[Named-object pointing records]
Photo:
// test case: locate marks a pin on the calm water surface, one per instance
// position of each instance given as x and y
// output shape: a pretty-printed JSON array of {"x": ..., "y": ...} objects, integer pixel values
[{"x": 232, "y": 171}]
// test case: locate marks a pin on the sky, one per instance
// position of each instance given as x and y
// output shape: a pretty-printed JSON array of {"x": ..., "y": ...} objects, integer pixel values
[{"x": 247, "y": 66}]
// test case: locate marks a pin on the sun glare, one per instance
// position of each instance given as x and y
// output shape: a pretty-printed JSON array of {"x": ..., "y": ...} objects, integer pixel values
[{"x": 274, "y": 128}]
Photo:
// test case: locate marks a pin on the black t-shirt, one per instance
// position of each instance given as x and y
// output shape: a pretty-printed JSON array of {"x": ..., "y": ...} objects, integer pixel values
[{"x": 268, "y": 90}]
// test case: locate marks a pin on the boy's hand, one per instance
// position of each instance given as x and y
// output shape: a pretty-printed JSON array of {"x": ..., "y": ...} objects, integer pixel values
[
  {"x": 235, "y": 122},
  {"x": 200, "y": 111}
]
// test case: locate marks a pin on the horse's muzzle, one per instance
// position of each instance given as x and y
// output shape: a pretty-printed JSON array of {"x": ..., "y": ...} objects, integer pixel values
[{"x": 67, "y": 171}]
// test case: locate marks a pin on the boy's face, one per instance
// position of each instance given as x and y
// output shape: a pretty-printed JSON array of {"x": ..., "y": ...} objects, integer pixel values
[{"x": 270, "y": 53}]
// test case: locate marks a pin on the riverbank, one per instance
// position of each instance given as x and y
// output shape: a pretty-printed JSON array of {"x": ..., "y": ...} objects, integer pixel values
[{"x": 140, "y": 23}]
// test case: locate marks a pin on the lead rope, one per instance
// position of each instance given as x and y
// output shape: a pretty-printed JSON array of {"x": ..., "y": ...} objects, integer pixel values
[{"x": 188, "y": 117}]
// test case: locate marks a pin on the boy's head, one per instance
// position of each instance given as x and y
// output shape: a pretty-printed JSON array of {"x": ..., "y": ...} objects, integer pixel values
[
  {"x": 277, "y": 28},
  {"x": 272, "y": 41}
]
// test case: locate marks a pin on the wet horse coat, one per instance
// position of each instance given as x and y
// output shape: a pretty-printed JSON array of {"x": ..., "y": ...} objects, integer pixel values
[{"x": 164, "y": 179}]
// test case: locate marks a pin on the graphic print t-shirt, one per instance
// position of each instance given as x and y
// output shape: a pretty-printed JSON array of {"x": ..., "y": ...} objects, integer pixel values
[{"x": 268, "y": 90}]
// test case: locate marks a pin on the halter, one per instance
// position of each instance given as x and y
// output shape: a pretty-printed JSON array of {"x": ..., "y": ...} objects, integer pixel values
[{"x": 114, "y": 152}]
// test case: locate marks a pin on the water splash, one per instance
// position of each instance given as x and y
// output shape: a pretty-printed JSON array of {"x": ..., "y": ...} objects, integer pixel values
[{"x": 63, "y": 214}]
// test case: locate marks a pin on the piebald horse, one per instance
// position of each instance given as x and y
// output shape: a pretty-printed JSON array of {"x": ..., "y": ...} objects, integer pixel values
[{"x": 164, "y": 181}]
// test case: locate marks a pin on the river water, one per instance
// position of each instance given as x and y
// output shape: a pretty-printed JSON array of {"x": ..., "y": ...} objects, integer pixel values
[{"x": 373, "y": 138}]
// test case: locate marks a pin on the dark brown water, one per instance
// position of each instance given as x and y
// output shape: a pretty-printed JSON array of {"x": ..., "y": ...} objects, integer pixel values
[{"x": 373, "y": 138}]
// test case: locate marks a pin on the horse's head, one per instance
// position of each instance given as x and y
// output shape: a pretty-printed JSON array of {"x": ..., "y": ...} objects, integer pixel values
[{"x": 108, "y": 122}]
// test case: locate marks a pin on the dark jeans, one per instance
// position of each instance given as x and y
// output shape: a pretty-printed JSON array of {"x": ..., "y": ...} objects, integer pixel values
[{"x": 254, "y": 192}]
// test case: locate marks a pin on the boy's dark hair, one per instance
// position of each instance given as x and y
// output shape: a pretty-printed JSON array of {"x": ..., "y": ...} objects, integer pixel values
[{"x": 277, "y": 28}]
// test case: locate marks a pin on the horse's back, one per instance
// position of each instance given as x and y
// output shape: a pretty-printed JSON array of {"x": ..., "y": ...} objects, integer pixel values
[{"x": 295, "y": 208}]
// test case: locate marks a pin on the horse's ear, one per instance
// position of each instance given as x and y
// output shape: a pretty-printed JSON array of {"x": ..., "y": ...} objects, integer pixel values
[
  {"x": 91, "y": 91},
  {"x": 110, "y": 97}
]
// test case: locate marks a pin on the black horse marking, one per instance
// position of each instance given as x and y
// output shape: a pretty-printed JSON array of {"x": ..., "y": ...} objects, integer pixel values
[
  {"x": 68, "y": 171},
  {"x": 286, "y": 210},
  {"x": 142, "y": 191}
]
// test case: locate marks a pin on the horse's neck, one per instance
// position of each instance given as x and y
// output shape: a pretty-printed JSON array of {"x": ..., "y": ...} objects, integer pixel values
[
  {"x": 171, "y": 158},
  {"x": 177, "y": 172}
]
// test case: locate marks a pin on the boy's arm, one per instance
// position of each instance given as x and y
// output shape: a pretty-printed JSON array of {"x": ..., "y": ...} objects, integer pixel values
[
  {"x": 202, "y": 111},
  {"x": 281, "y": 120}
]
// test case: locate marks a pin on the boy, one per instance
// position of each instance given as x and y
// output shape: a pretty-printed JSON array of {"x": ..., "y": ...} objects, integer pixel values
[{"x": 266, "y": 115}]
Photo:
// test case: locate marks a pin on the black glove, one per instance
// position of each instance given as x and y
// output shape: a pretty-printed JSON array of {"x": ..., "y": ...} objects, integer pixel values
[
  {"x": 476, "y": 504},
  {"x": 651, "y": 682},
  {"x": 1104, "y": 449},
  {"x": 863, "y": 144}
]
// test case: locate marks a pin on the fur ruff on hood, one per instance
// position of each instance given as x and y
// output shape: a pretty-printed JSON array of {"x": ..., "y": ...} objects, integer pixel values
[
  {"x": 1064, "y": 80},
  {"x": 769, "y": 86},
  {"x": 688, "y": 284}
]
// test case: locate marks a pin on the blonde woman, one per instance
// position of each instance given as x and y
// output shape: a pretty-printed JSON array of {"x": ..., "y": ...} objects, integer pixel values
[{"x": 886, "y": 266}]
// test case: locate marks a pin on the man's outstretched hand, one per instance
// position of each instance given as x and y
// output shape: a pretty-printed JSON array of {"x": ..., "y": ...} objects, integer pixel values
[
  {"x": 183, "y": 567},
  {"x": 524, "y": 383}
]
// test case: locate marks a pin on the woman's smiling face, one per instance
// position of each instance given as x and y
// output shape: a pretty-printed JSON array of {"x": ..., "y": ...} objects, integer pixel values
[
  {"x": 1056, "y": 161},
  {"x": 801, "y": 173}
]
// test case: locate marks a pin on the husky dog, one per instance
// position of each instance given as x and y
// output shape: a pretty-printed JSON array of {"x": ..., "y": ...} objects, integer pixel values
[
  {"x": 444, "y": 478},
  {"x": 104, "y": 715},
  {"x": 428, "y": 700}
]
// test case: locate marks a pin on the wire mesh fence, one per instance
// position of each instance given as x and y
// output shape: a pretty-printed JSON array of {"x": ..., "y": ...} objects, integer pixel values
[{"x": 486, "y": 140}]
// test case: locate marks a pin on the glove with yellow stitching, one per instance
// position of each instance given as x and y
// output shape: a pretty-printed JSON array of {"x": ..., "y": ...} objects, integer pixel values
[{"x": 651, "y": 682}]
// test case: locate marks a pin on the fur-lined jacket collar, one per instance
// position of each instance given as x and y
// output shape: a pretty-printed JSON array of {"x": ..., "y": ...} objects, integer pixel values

**PROMPT:** Extract the entries above verbatim.

**TASK SOLUTION:**
Photo:
// test case: locate marks a pin on the calm water surface, one per instance
// position of each instance given as x and y
// output shape: a pretty-printed JSON array of {"x": ..., "y": ...} objects, integer pixel values
[{"x": 232, "y": 171}]
// test case: locate marks a pin on the sky, one per instance
// position of each instance given as x and y
// output shape: a pretty-printed JSON array of {"x": ..., "y": ...} objects, integer pixel values
[{"x": 247, "y": 66}]
// test case: locate marks a pin on the sun glare, one per instance
// position of each instance given as x and y
// output shape: a pretty-printed JSON array of {"x": ..., "y": ...} objects, integer pixel values
[{"x": 274, "y": 128}]
Photo:
// test case: locate marks a pin on the black t-shirt, one per instance
// position of each instance given as x and y
// output shape: a pretty-printed JSON array of {"x": ..., "y": ...} objects, integer pixel values
[{"x": 268, "y": 90}]
// test case: locate marks a pin on the boy's hand, one per instance
// position of each instance given as x and y
// output shape: a pretty-printed JSON array of {"x": ..., "y": ...} objects, integer pixel values
[
  {"x": 235, "y": 122},
  {"x": 200, "y": 111}
]
// test case: locate marks a pin on the horse's muzzle, one per instance
// position of each instance given as x and y
// output shape: a pretty-printed JSON array of {"x": ..., "y": ...} objects, integer pixel values
[{"x": 67, "y": 171}]
// test case: locate marks a pin on the boy's face, one per instance
// position of each instance given as x and y
// output shape: a pretty-printed JSON array of {"x": ..., "y": ...} objects, integer pixel values
[{"x": 270, "y": 53}]
// test case: locate marks a pin on the riverbank, one per instance
// position of each instance given as x and y
// output shape: a pretty-printed JSON array of {"x": ..., "y": ...} objects, integer pixel values
[{"x": 140, "y": 23}]
// test case: locate marks a pin on the lead rope, one per instance
// position of each instance given as x and y
// output shape: a pretty-printed JSON array of {"x": ..., "y": ...} objects, integer pixel values
[{"x": 188, "y": 117}]
// test case: locate marks a pin on the boy's head, one per instance
// position of each instance given as x and y
// output shape: a pretty-printed JSON array of {"x": ..., "y": ...} objects, integer pixel values
[
  {"x": 277, "y": 28},
  {"x": 272, "y": 41}
]
// test case: locate marks a pin on the wet horse coat, one per instance
// position of each instance given as x and y
// output shape: a pretty-printed JSON array of {"x": ..., "y": ...} objects, integer pixel values
[{"x": 164, "y": 179}]
// test case: locate marks a pin on the graphic print t-shirt, one per instance
// position of each instance given as x and y
// output shape: a pretty-printed JSON array of {"x": ..., "y": ...} objects, integer pixel values
[{"x": 268, "y": 90}]
// test case: locate marks a pin on the halter, one per instance
// position of each instance given as x and y
// output shape: a pretty-printed JSON array of {"x": ..., "y": ...} objects, integer pixel values
[{"x": 114, "y": 152}]
// test case: locate marks a pin on the water splash, one per instance
// position of each instance given as x and y
// output shape: a pretty-printed JSON array of {"x": ..., "y": ...} objects, integer pixel values
[{"x": 63, "y": 214}]
// test case: locate marks a pin on the piebald horse, one per instance
// position of each instance given as x and y
// output shape: a pretty-printed JSON array of {"x": ..., "y": ...} objects, integer pixel values
[{"x": 164, "y": 181}]
// test case: locate marks a pin on the river water, one per instance
// position of each instance given as x and y
// output shape: a pretty-printed JSON array of {"x": ..., "y": ...} objects, integer pixel values
[{"x": 373, "y": 138}]
// test case: locate marks a pin on the dark brown water, one per instance
// position of each instance given as x and y
// output shape: a pretty-printed JSON array of {"x": ..., "y": ...} objects, integer pixel values
[{"x": 373, "y": 138}]
// test case: locate marks a pin on the horse's head, one per instance
// position of each instance given as x and y
// output shape: a pretty-printed JSON array of {"x": ..., "y": ...} objects, integer pixel values
[{"x": 108, "y": 122}]
// test case: locate marks a pin on the dark jeans, one per instance
// position of each instance given as x and y
// output shape: a pretty-printed JSON array of {"x": ..., "y": ...} objects, integer pixel values
[{"x": 254, "y": 192}]
// test case: locate marks a pin on the boy's dark hair, one per instance
// position of each instance given as x and y
// output shape: a pretty-printed JSON array of {"x": ..., "y": ...} objects, integer pixel values
[{"x": 277, "y": 28}]
// test case: locate marks a pin on the horse's back, one per instance
// position of each instance given as x and y
// output shape: a pretty-printed JSON array of {"x": ..., "y": ...} objects, integer pixel values
[{"x": 295, "y": 208}]
// test case: locate marks a pin on the horse's ear, one per instance
// position of each instance given as x and y
// output shape: a pretty-printed JSON array of {"x": ..., "y": ...} objects, integer pixel values
[
  {"x": 91, "y": 91},
  {"x": 110, "y": 97}
]
// test case: locate marks a pin on the black horse marking, one per instance
// position of each instance given as x and y
// output shape: a pretty-printed JSON array of {"x": ..., "y": ...} objects, integer pixel values
[
  {"x": 68, "y": 171},
  {"x": 286, "y": 210},
  {"x": 142, "y": 191}
]
// test case: locate marks a pin on the horse's neck, one per instance
// position of each instance given as x and y
// output shape: a pretty-printed JSON array of {"x": ..., "y": ...} objects, integer pixel values
[
  {"x": 171, "y": 158},
  {"x": 177, "y": 172}
]
// test case: locate marks a pin on the boy's arm, one per instance
// position of each instance given as x and y
// output shape: a pretty-printed JSON array of {"x": ..., "y": ...} objects, integer pixel values
[
  {"x": 202, "y": 111},
  {"x": 281, "y": 120}
]
// test case: locate marks a pin on the boy, one per instance
// position of each instance given as x and y
// output shape: a pretty-printed JSON array of {"x": ..., "y": ...} objects, integer pixel values
[{"x": 266, "y": 115}]
Photo:
// test case: locate marks a pin on the black glove, one per instance
// position of each instance given as x and y
// output shape: a pretty-printed JSON array of {"x": ..., "y": ...} objects, integer pixel values
[
  {"x": 476, "y": 504},
  {"x": 651, "y": 682},
  {"x": 1104, "y": 449},
  {"x": 863, "y": 144}
]
// test case: locate marks a pin on the fur ruff on hood, one per instance
// position of each instance given as x and y
// output shape: a pretty-printed JSON array of {"x": ..., "y": ...} objects, integer pixel values
[
  {"x": 1064, "y": 80},
  {"x": 769, "y": 86},
  {"x": 688, "y": 284}
]
// test case: locate marks a pin on the blonde woman, one per instance
// position of each instance given as x and y
// output shape: a pretty-printed JSON array of {"x": ..., "y": ...} objects, integer pixel values
[{"x": 886, "y": 266}]
// test case: locate marks a pin on the man's outstretched hand, one per instance
// position of each instance given as x and y
// output shape: a pretty-printed JSON array of {"x": ..., "y": ...} objects, integer pixel values
[
  {"x": 183, "y": 567},
  {"x": 524, "y": 383}
]
// test case: locate marks a pin on the woman's smiling face, one per instance
// position of each instance given as x and y
// output shape: a pretty-printed JSON array of {"x": ..., "y": ...} objects, integer pixel values
[
  {"x": 1056, "y": 161},
  {"x": 801, "y": 173}
]
// test case: locate marks a pin on the husky dog, one per instance
// position of each instance given as x and y
// output shape: a pretty-printed JSON array of {"x": ..., "y": ...} objects, integer pixel values
[
  {"x": 444, "y": 478},
  {"x": 104, "y": 715},
  {"x": 428, "y": 700}
]
// test case: locate marks a pin on the wire mesh fence, one per instance
// position of each instance given as x and y
// output shape: a pretty-printed JSON array of {"x": ..., "y": ...} objects, integer pixel values
[{"x": 486, "y": 140}]
// test case: locate marks a pin on the glove with yellow stitching, one per instance
// position of each instance given as x and y
// output shape: a pretty-printed JSON array of {"x": ..., "y": ...} objects, integer pixel values
[{"x": 651, "y": 682}]
// test case: locate marks a pin on the fur-lined jacket collar, one per instance
// position of each instance given as x and y
// output shape: a pretty-printed JSON array of {"x": ..., "y": ...} objects, integer pixel values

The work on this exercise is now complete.